**QUOTED PASSAGE:**
▼

Infrastructure and urban planning 

The Future of the City

Address to UN General Assembly

Infrastructure and urban planning 

The Future of the City

Address to UN General Assembly

Norman Foster 
22/06/2022


In October 2020, as UN Patron for Cities, I launched the Forum of Mayors in Geneva. Nineteen months later, the world’s population has increased by 151 million. Most have ended up in cities. Why? Because cities offer more opportunities, wealth, liberation, education, innovation, and life expectancy. The city is civilisation’s greatest invention, an act of design that starts with a plan, but cities evolve and change, so master plans need to be updated.

A master plan incorporates history and heritage, but it must be prepared for a sustainable future, incorporating long-term physical infrastructure and also addressing social issues such as housing, education, public space, biodiversity, culture, health, and sports. The master plan embodies the United Nations’ New Urban Agenda and its Sustainable Development Goals.

The master plan determines the DNA of the city: will it be compact, walkable, equitable, well connected? Or will it sprawl, devouring precious countryside and creating energy-consuming commuting? Infrastructure is the glue that binds individual buildings together. Boulevards, bridges, subways, parks: these determine the quality of life of the city. The pandemic raises questions about the benefits of globalisation, but in the context of global warming, we have to bring a wider awareness of local place – hence the importance of thinking globally but acting locally.

In that spirit the team responsible for the city master plan should combine well-informed local administration with clear lines of responsibility, and leadership with the best of independent design skills, to generate a blueprint for the future. Much of this will be two-dimensional, defining zones for uses and future development, but a city is three-dimensional, so I strongly advocate the use of three-dimensional models. This is the creative world of architects, urbanists, and engineers, who are equipped with the skills essential to any act of master planning.

A model of a city core showing its expansion and proposed developments would not only be a valuable planning tool; it would also engender debate and involvement across all ages and interest groups within communities.

▲

**WORK REQUEST:**
Go on with the address on the future of the city, picking up after its final sentence about a model of a city core. The records that come next were taken from a different source than the address.

**DATASET RECORDS:**
▼

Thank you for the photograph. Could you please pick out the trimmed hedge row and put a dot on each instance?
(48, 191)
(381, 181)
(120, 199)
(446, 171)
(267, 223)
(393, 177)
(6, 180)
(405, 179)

▲

**WRITTEN REPLY:**
Typically a city has its historical core and neighbourhoods or quarters. They offer opportunities for shorter- term urban design projects within the longer-term frame of the masterplan. The pandemic showed we can enhance cities by giving more space to pedestrians, planting trees to beautify and improve air quality by absorbing carbon dioxide, improving not just air quality but the quality of urban life. Master planning means confronting and addressing the inevitability of change. But to the public, change can be seen as a threat, and here we need the skills of advocacy and diplomacy.

I would like to share an example of city diplomacy through the UN Forum of Mayors. Ahead of a recent gathering, I suggested a different protocol. What if, instead of delivering speeches, the mayors presented ‘before and after’ photographs showing improvements made in their cities for the benefit of citizens? The outcome was a great success, with justifiable pride on the part of those who presented.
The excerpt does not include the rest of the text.